**EXCERPT PROVIDED:**

In the midlevels (e.g., 3.5 km AGL at the bottom right in Fig. 8), the updraft generally surrounds the location x = −4, y = 2 km. Although the components of acceleration are not shown here, the upward accelerations within this midlevel updraft are predominantly due to positive buoyancy (ACCB), as might be expected well above the height of the LFC. However, at lower altitudes, the vertical structures of the updraft, vertical vorticity, and acceleration fields become problematic. In the lowest 1–2 km (Fig. 8, left column) the vertical accelerations beneath the midlevel updraft (x = −4, y = 2 km) are weak or even negative. Instead, at 1.0, 1.5, and 2.0 km AGL, a zone of upward accelerations exists near the location x = 0, y = 0 km. This zone of upward forcing is predominantly due to ACCDNL (not shown) and corresponds to the position of the peak in vertical vorticity at 2.0 km (red contour in the bottom-left panel in Fig. 8). Above this altitude of peak vertical vorticity, ACCDNL (and thus total ACC) actually becomes downward near x = 0, y = 0 km (e.g., in the 3.0- and 3.5-km panels in Fig. 8). Taken altogether, the import of Fig. 8 is that there is no vertical column within which the total accelerations are persistently upward. The most straightforward explanation for this is that the low-level maximum in vertical vorticity (e.g., red contours at 1.5 and 2.0 km AGL in Fig. 8) occurs on the far southeastern edge of the midlevel updraft’s position (e.g., blue contours at 3.0 and 3.5 km AGL in Fig. 8). In turn, this structure can be largely traced back to the environmental hodograph.
Environment I has sufficient deep-layer vertical shear for the production of supercells. The curious shape of the profile, however, produces a storm motion that falls very close to the hodograph (the storm motion is the origin in Fig. 2). As a consequence, the environment has the lowest SRH in this study (only 69 m2 s−2, computed using the actual simulated storm motion). This lack of SRH leads to very little correlation between the updraft and vertical vorticity (profile I in Figs. 5 and 8), as was originally explained by Davies-Jones (1984). Indeed, with the storm motion nearly overlaying hodograph I, the ambient horizontal vorticity is almost purely crosswise (profile I in Fig. 2). Coffer and Parker (2017) showed that this scenario tends to lead to very disorganized, transient low-level circulations.
Again, more widespread upward accelerations are found within the updraft of simulation I at higher altitudes (e.g., at 3.5 km AGL in Fig. 8). However, as noted for the simulations discussed in section 3a, it is the accelerations near the height of the LFC (~1.5 km AGL) that are most determinative for storm maintenance; this appears to explain why simulation I is so unsteady, with continued development of new weak updrafts toward its south-southeastern flank. In this regard, the lack of ambient SRH, and subsequent inability of updraft rotation to contribute positive ACCDNL within the footprint of the midlevel updraft, appears to be critical. This finding seems to support the updraft rotation hypothesis outlined in section 1b, as hodograph I has the least SRH by far in the matrix of simulated environments (Fig. 2). Notably, among the other eight simulations, profile F has the second lowest SRH (Fig. 2), and it also produces a rather weak storm (F in Figs. 3–5).
Finally, it might be relevant that in hodograph I the layer of backing with height begins at a somewhat lower altitude (i.e., closer to the LFC) than in the other profiles used (Fig. 2). The possible ramifications of this are described with a supplemental set of experiments in the next subsection.

**ENTRIES SUPPLIED:**
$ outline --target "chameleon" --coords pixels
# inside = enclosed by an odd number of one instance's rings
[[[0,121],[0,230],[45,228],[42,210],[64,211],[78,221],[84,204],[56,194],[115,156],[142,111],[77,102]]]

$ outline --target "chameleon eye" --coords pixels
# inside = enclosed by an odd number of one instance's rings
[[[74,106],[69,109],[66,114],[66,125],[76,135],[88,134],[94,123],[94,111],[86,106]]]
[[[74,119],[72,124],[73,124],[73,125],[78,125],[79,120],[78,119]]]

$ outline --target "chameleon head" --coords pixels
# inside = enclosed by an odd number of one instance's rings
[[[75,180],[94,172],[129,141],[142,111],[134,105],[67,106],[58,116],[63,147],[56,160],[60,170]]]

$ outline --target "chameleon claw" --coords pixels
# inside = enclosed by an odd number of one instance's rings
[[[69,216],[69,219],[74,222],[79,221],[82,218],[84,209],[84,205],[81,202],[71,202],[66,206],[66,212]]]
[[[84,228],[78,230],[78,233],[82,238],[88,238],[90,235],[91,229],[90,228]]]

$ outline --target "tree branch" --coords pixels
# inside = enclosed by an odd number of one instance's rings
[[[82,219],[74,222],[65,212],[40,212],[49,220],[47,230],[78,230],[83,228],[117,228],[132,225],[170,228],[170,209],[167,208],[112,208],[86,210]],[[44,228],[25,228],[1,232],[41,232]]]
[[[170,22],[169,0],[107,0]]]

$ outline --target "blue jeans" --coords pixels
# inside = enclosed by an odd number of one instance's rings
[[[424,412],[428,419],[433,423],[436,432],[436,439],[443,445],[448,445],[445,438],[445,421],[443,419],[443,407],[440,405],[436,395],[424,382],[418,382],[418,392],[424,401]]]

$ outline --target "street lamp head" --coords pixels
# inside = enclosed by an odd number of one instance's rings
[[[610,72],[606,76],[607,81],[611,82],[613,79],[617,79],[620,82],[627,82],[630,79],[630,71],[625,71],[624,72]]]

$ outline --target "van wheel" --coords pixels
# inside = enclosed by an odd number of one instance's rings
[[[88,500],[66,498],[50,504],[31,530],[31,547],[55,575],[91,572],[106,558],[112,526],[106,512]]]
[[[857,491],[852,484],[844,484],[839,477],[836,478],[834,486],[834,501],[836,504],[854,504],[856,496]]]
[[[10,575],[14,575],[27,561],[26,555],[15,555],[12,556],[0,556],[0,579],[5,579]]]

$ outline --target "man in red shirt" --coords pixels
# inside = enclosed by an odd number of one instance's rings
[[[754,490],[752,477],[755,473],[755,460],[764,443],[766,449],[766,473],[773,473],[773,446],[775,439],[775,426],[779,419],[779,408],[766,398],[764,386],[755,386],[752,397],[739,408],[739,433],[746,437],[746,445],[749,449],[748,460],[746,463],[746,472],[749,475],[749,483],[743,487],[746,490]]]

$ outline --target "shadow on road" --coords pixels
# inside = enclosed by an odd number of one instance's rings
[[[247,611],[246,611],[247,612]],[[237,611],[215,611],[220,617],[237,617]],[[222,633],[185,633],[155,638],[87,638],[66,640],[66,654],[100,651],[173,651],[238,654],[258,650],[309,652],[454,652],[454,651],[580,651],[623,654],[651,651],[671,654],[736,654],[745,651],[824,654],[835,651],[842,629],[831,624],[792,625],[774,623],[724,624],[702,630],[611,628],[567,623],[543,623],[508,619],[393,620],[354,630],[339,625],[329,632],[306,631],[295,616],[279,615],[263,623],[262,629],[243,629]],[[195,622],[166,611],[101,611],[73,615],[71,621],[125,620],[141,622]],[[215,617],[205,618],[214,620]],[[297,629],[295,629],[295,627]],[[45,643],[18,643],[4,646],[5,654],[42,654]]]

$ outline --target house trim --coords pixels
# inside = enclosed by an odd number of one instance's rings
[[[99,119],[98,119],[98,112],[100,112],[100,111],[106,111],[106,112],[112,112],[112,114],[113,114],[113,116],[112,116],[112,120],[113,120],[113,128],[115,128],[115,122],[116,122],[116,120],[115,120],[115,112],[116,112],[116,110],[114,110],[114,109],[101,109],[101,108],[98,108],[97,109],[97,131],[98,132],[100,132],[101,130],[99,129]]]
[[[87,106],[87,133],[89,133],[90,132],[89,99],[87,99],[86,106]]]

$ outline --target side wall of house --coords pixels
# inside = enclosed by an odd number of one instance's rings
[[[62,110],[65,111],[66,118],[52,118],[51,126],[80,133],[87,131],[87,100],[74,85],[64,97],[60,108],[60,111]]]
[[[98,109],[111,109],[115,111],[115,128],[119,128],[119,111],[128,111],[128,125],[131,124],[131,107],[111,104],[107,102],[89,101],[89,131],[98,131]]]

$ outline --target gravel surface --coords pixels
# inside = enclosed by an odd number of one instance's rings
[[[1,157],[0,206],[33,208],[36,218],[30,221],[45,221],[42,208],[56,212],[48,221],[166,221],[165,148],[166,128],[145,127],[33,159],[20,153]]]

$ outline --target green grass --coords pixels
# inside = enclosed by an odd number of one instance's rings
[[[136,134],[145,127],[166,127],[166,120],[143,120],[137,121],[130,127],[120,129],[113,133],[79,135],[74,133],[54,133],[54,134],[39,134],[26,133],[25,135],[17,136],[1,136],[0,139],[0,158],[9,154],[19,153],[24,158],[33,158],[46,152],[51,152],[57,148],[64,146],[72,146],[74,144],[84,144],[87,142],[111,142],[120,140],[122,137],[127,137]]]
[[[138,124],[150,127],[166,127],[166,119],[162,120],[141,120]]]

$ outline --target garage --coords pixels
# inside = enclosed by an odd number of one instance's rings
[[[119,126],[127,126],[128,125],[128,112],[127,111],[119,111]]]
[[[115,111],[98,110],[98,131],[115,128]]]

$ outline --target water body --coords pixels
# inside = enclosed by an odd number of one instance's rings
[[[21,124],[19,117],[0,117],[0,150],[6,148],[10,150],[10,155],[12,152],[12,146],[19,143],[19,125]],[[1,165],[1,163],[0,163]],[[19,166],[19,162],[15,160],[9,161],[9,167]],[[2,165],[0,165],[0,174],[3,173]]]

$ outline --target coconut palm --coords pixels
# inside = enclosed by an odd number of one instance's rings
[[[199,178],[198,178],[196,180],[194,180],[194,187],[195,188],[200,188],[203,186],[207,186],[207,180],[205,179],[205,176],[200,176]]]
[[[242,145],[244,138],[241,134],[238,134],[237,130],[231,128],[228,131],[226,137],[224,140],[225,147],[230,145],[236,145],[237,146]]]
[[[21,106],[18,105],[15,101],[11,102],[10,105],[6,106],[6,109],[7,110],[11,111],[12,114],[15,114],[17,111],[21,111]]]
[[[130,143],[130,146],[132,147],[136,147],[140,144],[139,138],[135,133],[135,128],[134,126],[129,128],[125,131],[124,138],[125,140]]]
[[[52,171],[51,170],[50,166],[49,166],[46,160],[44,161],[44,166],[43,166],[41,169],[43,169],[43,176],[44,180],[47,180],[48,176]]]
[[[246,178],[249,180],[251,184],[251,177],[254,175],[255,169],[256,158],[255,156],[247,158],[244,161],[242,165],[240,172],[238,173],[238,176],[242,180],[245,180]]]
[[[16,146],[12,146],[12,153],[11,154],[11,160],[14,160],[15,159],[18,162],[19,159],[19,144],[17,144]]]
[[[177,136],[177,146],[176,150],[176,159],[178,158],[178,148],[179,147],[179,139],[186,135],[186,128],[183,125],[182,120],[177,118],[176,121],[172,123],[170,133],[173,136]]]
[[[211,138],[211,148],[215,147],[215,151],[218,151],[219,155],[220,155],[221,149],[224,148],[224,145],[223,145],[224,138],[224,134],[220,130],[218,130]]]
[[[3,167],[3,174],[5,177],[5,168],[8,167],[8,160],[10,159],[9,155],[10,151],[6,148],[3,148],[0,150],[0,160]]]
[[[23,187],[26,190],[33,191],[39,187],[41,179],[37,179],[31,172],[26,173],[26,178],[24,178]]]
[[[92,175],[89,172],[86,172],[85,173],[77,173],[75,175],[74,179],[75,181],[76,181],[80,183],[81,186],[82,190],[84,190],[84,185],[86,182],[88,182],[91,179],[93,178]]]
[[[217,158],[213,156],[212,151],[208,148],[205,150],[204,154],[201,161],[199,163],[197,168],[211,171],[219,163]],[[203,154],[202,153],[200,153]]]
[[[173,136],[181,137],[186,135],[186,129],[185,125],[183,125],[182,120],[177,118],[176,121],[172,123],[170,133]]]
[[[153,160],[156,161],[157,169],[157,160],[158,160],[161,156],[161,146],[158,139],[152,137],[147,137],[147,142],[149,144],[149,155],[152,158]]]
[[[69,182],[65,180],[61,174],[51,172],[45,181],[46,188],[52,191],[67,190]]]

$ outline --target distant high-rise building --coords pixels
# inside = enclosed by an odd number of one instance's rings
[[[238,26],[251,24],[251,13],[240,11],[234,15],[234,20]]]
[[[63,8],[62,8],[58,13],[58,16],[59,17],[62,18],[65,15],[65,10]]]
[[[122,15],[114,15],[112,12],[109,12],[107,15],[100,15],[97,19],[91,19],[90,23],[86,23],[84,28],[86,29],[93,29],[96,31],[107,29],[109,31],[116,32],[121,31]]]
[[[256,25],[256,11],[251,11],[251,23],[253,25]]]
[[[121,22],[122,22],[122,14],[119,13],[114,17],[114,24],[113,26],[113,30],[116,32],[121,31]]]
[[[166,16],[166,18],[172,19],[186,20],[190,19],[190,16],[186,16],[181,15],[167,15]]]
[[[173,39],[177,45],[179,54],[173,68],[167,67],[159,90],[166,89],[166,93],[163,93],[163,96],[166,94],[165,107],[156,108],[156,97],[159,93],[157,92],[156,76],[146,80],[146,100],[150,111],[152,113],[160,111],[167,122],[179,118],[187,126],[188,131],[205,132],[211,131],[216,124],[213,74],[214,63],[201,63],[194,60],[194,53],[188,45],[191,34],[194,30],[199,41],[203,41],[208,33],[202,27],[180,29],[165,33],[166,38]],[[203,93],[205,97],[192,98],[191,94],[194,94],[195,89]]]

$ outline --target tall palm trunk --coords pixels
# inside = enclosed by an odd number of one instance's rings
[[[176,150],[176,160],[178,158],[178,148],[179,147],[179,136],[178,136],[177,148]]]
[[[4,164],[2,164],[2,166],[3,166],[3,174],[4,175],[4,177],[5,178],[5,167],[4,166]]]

**SHORT TASK A:**
Answer these questions from the excerpt on simulated supercell updrafts:
(i) What storm-relative helicity does Environment I have?
(ii) At about what height above ground is the LFC said to lie?
(iii) Which profile has the second-lowest SRH?
**SHORT TASK B:** Reproduce the part of the excerpt on simulated supercell updrafts that opens with the words containing "Environment I has" and closes with "transient low-level circulations.".

**FINAL RESULT A:**
(i) 69 m2 s−2
(ii) About 1.5 km AGL
(iii) Profile F

**FINAL RESULT B:**
Environment I has sufficient deep-layer vertical shear for the production of supercells. The curious shape of the profile, however, produces a storm motion that falls very close to the hodograph (the storm motion is the origin in Fig. 2). As a consequence, the environment has the lowest SRH in this study (only 69 m2 s−2, computed using the actual simulated storm motion). This lack of SRH leads to very little correlation between the updraft and vertical vorticity (profile I in Figs. 5 and 8), as was originally explained by Davies-Jones (1984). Indeed, with the storm motion nearly overlaying hodograph I, the ambient horizontal vorticity is almost purely crosswise (profile I in Fig. 2). Coffer and Parker (2017) showed that this scenario tends to lead to very disorganized, transient low-level circulations.